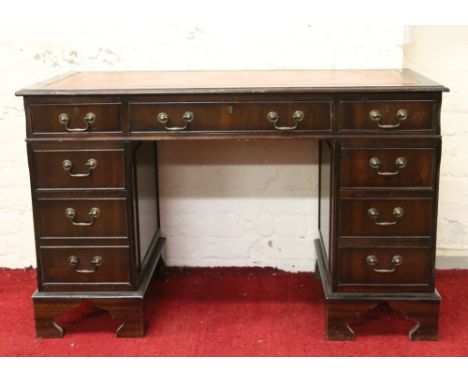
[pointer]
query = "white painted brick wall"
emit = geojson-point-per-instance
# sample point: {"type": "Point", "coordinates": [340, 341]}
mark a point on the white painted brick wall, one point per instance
{"type": "Point", "coordinates": [441, 53]}
{"type": "Point", "coordinates": [222, 203]}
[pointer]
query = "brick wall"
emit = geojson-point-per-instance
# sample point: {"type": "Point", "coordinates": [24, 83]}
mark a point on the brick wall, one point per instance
{"type": "Point", "coordinates": [441, 53]}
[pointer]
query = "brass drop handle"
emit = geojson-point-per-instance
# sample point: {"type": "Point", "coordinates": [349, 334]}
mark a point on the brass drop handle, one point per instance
{"type": "Point", "coordinates": [74, 262]}
{"type": "Point", "coordinates": [297, 117]}
{"type": "Point", "coordinates": [374, 214]}
{"type": "Point", "coordinates": [91, 164]}
{"type": "Point", "coordinates": [375, 163]}
{"type": "Point", "coordinates": [376, 116]}
{"type": "Point", "coordinates": [372, 260]}
{"type": "Point", "coordinates": [88, 119]}
{"type": "Point", "coordinates": [187, 117]}
{"type": "Point", "coordinates": [93, 213]}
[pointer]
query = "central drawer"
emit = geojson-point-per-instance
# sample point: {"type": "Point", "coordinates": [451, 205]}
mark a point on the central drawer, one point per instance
{"type": "Point", "coordinates": [224, 117]}
{"type": "Point", "coordinates": [386, 217]}
{"type": "Point", "coordinates": [82, 218]}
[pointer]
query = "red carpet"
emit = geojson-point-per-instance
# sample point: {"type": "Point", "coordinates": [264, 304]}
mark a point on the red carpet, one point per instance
{"type": "Point", "coordinates": [230, 312]}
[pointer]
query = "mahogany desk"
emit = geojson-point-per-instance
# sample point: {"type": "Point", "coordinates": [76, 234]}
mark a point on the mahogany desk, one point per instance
{"type": "Point", "coordinates": [92, 140]}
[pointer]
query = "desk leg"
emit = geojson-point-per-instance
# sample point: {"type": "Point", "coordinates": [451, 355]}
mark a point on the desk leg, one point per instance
{"type": "Point", "coordinates": [424, 313]}
{"type": "Point", "coordinates": [130, 311]}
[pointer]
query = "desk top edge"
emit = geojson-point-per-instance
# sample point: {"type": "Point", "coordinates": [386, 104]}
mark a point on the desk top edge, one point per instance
{"type": "Point", "coordinates": [232, 81]}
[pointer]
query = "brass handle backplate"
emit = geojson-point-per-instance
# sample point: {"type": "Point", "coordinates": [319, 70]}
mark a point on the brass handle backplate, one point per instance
{"type": "Point", "coordinates": [375, 163]}
{"type": "Point", "coordinates": [297, 117]}
{"type": "Point", "coordinates": [374, 214]}
{"type": "Point", "coordinates": [93, 213]}
{"type": "Point", "coordinates": [90, 164]}
{"type": "Point", "coordinates": [88, 119]}
{"type": "Point", "coordinates": [187, 117]}
{"type": "Point", "coordinates": [74, 262]}
{"type": "Point", "coordinates": [372, 260]}
{"type": "Point", "coordinates": [376, 116]}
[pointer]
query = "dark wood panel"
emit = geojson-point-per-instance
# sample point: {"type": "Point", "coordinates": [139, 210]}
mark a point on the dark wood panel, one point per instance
{"type": "Point", "coordinates": [325, 194]}
{"type": "Point", "coordinates": [111, 222]}
{"type": "Point", "coordinates": [45, 118]}
{"type": "Point", "coordinates": [355, 115]}
{"type": "Point", "coordinates": [416, 219]}
{"type": "Point", "coordinates": [85, 168]}
{"type": "Point", "coordinates": [389, 167]}
{"type": "Point", "coordinates": [385, 268]}
{"type": "Point", "coordinates": [64, 265]}
{"type": "Point", "coordinates": [229, 116]}
{"type": "Point", "coordinates": [146, 197]}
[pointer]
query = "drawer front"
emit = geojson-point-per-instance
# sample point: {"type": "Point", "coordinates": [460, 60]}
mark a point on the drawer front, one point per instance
{"type": "Point", "coordinates": [75, 118]}
{"type": "Point", "coordinates": [85, 265]}
{"type": "Point", "coordinates": [386, 217]}
{"type": "Point", "coordinates": [224, 117]}
{"type": "Point", "coordinates": [389, 116]}
{"type": "Point", "coordinates": [393, 167]}
{"type": "Point", "coordinates": [384, 266]}
{"type": "Point", "coordinates": [76, 218]}
{"type": "Point", "coordinates": [79, 169]}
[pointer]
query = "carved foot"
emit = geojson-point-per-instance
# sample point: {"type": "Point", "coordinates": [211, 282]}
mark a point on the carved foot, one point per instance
{"type": "Point", "coordinates": [160, 272]}
{"type": "Point", "coordinates": [45, 313]}
{"type": "Point", "coordinates": [426, 315]}
{"type": "Point", "coordinates": [130, 311]}
{"type": "Point", "coordinates": [340, 315]}
{"type": "Point", "coordinates": [317, 272]}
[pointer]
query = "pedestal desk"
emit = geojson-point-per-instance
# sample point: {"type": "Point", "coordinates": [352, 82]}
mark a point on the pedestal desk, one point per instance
{"type": "Point", "coordinates": [92, 144]}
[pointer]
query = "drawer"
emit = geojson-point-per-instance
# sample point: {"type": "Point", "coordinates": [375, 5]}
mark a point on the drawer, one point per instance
{"type": "Point", "coordinates": [78, 169]}
{"type": "Point", "coordinates": [75, 118]}
{"type": "Point", "coordinates": [389, 116]}
{"type": "Point", "coordinates": [394, 167]}
{"type": "Point", "coordinates": [84, 265]}
{"type": "Point", "coordinates": [82, 218]}
{"type": "Point", "coordinates": [224, 117]}
{"type": "Point", "coordinates": [386, 217]}
{"type": "Point", "coordinates": [385, 267]}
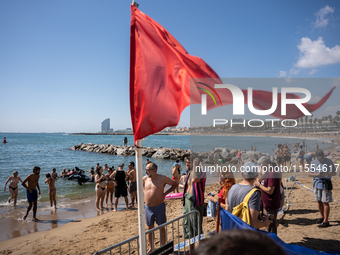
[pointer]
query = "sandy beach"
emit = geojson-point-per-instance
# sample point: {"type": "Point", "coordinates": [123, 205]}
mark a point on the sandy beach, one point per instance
{"type": "Point", "coordinates": [86, 232]}
{"type": "Point", "coordinates": [87, 236]}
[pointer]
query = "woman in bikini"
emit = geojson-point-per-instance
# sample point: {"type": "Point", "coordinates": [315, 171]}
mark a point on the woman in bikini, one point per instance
{"type": "Point", "coordinates": [110, 187]}
{"type": "Point", "coordinates": [176, 176]}
{"type": "Point", "coordinates": [52, 190]}
{"type": "Point", "coordinates": [100, 188]}
{"type": "Point", "coordinates": [13, 187]}
{"type": "Point", "coordinates": [279, 155]}
{"type": "Point", "coordinates": [226, 180]}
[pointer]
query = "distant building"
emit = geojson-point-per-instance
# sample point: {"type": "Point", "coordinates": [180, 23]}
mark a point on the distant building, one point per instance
{"type": "Point", "coordinates": [106, 126]}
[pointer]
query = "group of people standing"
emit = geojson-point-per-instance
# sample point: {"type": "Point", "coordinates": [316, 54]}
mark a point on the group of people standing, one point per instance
{"type": "Point", "coordinates": [117, 182]}
{"type": "Point", "coordinates": [31, 184]}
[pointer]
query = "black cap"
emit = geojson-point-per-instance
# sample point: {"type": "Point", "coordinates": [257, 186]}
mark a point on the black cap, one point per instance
{"type": "Point", "coordinates": [319, 154]}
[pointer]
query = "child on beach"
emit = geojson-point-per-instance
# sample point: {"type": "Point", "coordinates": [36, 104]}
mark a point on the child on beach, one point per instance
{"type": "Point", "coordinates": [52, 190]}
{"type": "Point", "coordinates": [13, 186]}
{"type": "Point", "coordinates": [109, 188]}
{"type": "Point", "coordinates": [176, 176]}
{"type": "Point", "coordinates": [31, 191]}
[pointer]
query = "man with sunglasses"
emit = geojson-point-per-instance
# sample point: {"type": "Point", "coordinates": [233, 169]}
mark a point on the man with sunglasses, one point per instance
{"type": "Point", "coordinates": [153, 187]}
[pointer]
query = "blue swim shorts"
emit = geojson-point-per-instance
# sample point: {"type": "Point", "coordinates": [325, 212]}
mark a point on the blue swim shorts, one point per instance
{"type": "Point", "coordinates": [308, 158]}
{"type": "Point", "coordinates": [155, 213]}
{"type": "Point", "coordinates": [31, 197]}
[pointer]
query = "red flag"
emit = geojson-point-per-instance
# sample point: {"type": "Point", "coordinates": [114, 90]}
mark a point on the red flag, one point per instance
{"type": "Point", "coordinates": [160, 72]}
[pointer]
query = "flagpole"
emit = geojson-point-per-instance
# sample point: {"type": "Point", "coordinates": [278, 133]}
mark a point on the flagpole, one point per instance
{"type": "Point", "coordinates": [140, 198]}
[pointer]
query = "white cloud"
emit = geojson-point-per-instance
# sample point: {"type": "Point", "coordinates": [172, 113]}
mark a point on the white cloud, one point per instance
{"type": "Point", "coordinates": [335, 82]}
{"type": "Point", "coordinates": [313, 71]}
{"type": "Point", "coordinates": [321, 20]}
{"type": "Point", "coordinates": [288, 80]}
{"type": "Point", "coordinates": [294, 71]}
{"type": "Point", "coordinates": [283, 74]}
{"type": "Point", "coordinates": [315, 53]}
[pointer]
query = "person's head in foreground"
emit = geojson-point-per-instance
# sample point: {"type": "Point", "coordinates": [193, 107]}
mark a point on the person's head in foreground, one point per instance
{"type": "Point", "coordinates": [151, 170]}
{"type": "Point", "coordinates": [239, 241]}
{"type": "Point", "coordinates": [320, 155]}
{"type": "Point", "coordinates": [249, 170]}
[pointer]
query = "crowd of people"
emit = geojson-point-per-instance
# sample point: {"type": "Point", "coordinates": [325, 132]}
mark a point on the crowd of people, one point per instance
{"type": "Point", "coordinates": [260, 188]}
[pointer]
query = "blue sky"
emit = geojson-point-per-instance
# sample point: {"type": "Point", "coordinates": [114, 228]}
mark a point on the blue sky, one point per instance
{"type": "Point", "coordinates": [64, 65]}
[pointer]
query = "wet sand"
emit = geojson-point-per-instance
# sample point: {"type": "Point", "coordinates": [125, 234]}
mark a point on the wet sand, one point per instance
{"type": "Point", "coordinates": [88, 231]}
{"type": "Point", "coordinates": [13, 226]}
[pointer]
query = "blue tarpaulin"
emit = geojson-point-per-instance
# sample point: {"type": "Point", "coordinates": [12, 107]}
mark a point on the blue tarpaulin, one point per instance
{"type": "Point", "coordinates": [230, 221]}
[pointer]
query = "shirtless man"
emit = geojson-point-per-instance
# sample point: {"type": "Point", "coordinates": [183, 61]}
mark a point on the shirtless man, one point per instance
{"type": "Point", "coordinates": [133, 183]}
{"type": "Point", "coordinates": [13, 187]}
{"type": "Point", "coordinates": [54, 173]}
{"type": "Point", "coordinates": [52, 190]}
{"type": "Point", "coordinates": [63, 172]}
{"type": "Point", "coordinates": [195, 178]}
{"type": "Point", "coordinates": [106, 167]}
{"type": "Point", "coordinates": [153, 187]}
{"type": "Point", "coordinates": [301, 156]}
{"type": "Point", "coordinates": [31, 191]}
{"type": "Point", "coordinates": [120, 177]}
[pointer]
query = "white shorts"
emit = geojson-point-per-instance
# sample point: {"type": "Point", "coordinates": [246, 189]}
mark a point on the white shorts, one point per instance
{"type": "Point", "coordinates": [323, 195]}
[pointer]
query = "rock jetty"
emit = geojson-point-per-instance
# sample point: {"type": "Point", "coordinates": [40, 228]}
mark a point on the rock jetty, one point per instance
{"type": "Point", "coordinates": [163, 153]}
{"type": "Point", "coordinates": [217, 155]}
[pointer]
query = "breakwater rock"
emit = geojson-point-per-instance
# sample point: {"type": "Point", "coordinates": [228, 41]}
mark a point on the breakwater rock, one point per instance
{"type": "Point", "coordinates": [216, 155]}
{"type": "Point", "coordinates": [163, 153]}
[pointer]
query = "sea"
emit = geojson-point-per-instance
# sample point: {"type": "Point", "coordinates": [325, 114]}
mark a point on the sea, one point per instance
{"type": "Point", "coordinates": [23, 151]}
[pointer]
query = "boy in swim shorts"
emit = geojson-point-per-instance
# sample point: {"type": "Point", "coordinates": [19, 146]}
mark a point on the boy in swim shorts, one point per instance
{"type": "Point", "coordinates": [31, 190]}
{"type": "Point", "coordinates": [52, 190]}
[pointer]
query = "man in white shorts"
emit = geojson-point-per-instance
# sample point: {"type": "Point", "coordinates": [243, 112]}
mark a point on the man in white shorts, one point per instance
{"type": "Point", "coordinates": [322, 169]}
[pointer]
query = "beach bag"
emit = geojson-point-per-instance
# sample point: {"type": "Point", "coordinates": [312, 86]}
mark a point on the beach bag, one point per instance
{"type": "Point", "coordinates": [242, 210]}
{"type": "Point", "coordinates": [328, 184]}
{"type": "Point", "coordinates": [211, 209]}
{"type": "Point", "coordinates": [282, 196]}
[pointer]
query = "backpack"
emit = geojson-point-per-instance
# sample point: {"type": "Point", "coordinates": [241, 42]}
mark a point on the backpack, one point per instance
{"type": "Point", "coordinates": [242, 210]}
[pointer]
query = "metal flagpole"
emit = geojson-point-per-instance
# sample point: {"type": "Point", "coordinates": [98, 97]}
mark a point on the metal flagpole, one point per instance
{"type": "Point", "coordinates": [140, 193]}
{"type": "Point", "coordinates": [140, 198]}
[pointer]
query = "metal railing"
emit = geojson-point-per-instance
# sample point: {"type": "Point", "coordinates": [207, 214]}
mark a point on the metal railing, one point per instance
{"type": "Point", "coordinates": [118, 246]}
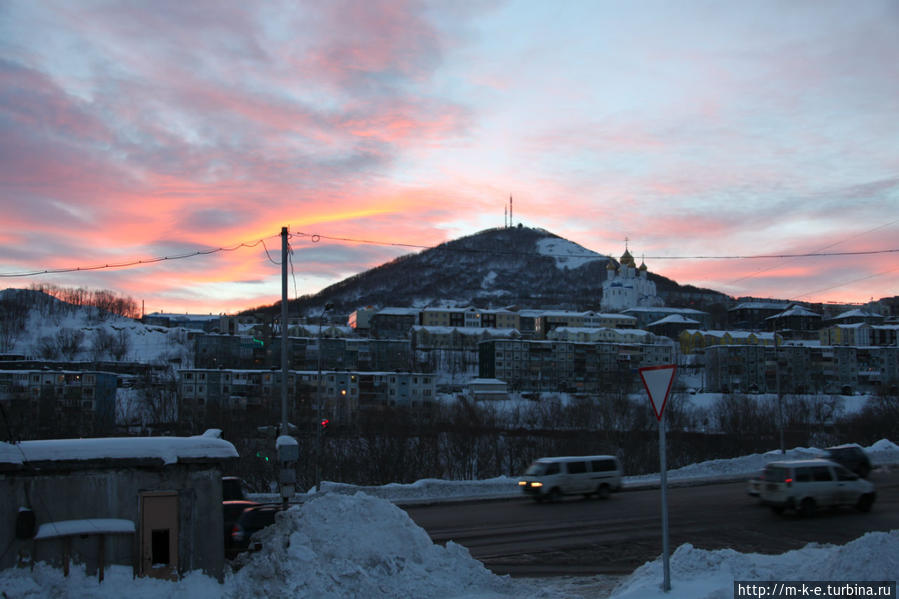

§ YOUR GOAL:
Count the lines in the items above that contain the string "metal", with case significant. Reply with the number alone.

§ TASK ANSWER:
4